Stored entries:
-.-.-

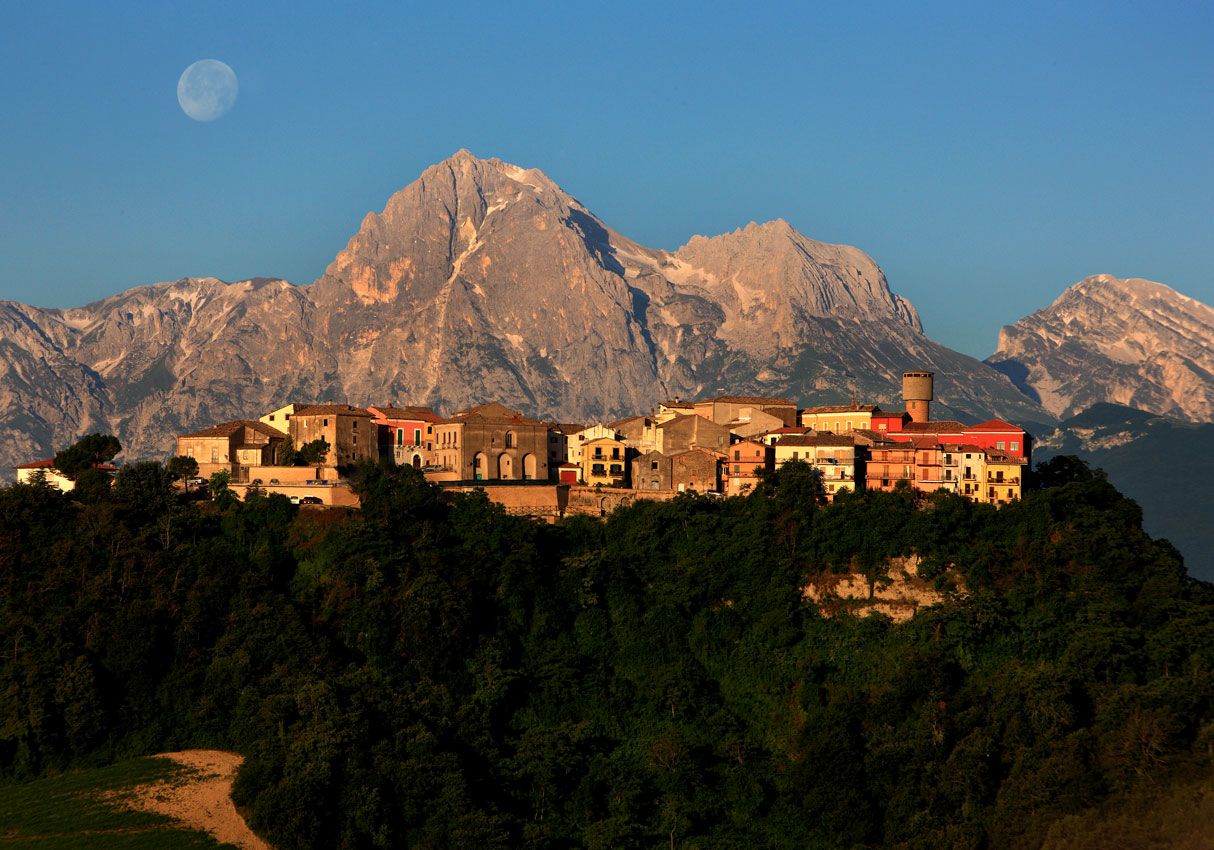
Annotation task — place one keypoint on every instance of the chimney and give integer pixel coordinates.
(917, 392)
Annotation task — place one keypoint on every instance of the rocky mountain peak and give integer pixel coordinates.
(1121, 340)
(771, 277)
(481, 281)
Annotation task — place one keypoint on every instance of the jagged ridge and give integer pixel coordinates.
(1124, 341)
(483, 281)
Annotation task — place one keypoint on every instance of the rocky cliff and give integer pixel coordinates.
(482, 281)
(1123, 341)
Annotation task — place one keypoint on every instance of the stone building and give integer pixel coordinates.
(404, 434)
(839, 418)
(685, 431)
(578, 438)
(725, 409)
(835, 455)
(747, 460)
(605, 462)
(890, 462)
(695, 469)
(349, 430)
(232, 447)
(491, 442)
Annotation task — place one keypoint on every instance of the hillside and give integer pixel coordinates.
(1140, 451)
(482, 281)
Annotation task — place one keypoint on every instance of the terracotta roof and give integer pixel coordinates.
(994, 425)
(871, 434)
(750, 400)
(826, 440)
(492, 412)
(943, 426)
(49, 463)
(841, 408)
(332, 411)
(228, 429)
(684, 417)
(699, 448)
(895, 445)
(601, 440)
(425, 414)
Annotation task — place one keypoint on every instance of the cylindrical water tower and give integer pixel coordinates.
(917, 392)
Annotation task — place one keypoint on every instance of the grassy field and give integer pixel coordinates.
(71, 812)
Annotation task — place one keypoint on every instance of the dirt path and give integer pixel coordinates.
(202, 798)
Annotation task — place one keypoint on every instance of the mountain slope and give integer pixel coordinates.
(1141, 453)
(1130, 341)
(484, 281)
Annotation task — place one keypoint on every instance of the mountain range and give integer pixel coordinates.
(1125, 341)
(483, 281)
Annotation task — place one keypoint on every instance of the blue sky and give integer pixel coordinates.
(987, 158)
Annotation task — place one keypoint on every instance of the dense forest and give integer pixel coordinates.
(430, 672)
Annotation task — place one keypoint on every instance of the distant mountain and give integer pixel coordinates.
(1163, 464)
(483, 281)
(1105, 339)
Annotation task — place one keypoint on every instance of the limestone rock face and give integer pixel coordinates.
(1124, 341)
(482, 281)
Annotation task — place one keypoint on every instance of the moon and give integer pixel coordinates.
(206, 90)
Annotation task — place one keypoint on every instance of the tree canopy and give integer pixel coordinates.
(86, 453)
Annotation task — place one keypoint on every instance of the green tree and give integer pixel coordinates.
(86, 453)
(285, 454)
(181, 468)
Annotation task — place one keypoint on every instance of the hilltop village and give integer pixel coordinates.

-.-.-

What this task involves
Can you edit all the rows above so that "Annotation task" becomes "Labeling task", with nothing else changed and the pictures left out?

Worked solution
Labeling task — place one keypoint on every instance of the chimney and give integer pixel coordinates.
(917, 392)
Labeling task — place one keypoint on every instance of the rocky mountain peak and give integer pixel coordinates.
(1121, 340)
(771, 277)
(481, 281)
Labeling task — place one keypoint on every instance of the jagged ridge and give integer pixel coordinates.
(1124, 341)
(483, 281)
Labeling task — place one keypoint on every instance of the rocky cliff and give integer pixel coordinates.
(482, 281)
(1123, 341)
Labeling task — place one keypoint on every instance of the stone building and give integer pixel coordinates.
(404, 434)
(839, 418)
(685, 431)
(578, 438)
(725, 409)
(835, 455)
(747, 460)
(605, 462)
(890, 462)
(695, 469)
(349, 430)
(232, 447)
(491, 442)
Labeling task — place one keypoint on every instance of the hillside and give integer pixel coordinates.
(1140, 451)
(482, 281)
Labeling task — place one keypoint on every instance of the terracotta roof and give integer pixel coordinates.
(994, 425)
(871, 434)
(750, 400)
(826, 440)
(492, 412)
(943, 426)
(49, 463)
(841, 408)
(332, 411)
(228, 429)
(684, 417)
(699, 448)
(895, 445)
(601, 440)
(425, 414)
Labeling task — place one keypoint on every instance of the cylindrical water tower and give integer pixel coordinates.
(917, 392)
Labeling task — place one keypoint on every instance of the grassy field and give integer pixel coordinates.
(71, 812)
Labeling task — place one keypoint on every instance of the dirt path and give integer pixel coordinates.
(202, 798)
Labeling task — place one keypoint on every instance of the mountain slope and give integer pixel coordinates.
(1141, 453)
(1130, 341)
(484, 281)
Labeling task — place one keypoint on every instance of the mountain range and give integer pixel coordinates.
(1125, 341)
(483, 281)
Labeling task — place one keypoint on every instance of the blue sky and give integer pixel coordinates.
(987, 158)
Labeling task — place one keypoint on every instance of the dense forest and give integer pixel coordinates.
(430, 672)
Labeling task — place one keypoint on every instance of the distant mountain and give integer pixel coordinates.
(1163, 464)
(483, 281)
(1105, 339)
Labeling task — place one keypoint on every instance of the limestone rock face and give integer pixel coordinates.
(1124, 341)
(482, 281)
Labeling task — place one keypoint on every instance of the moon and give integer pixel coordinates.
(206, 90)
Labeling task — place one keypoint on every instance of the tree canopy and give integer pixel coordinates.
(86, 453)
Labeling task — place one keypoint on every instance of the green tree and give integer pixel coordinates.
(86, 453)
(285, 454)
(181, 468)
Labeling task — place one keypoint on every instance of the hilltop village and give integer pixel coordinates.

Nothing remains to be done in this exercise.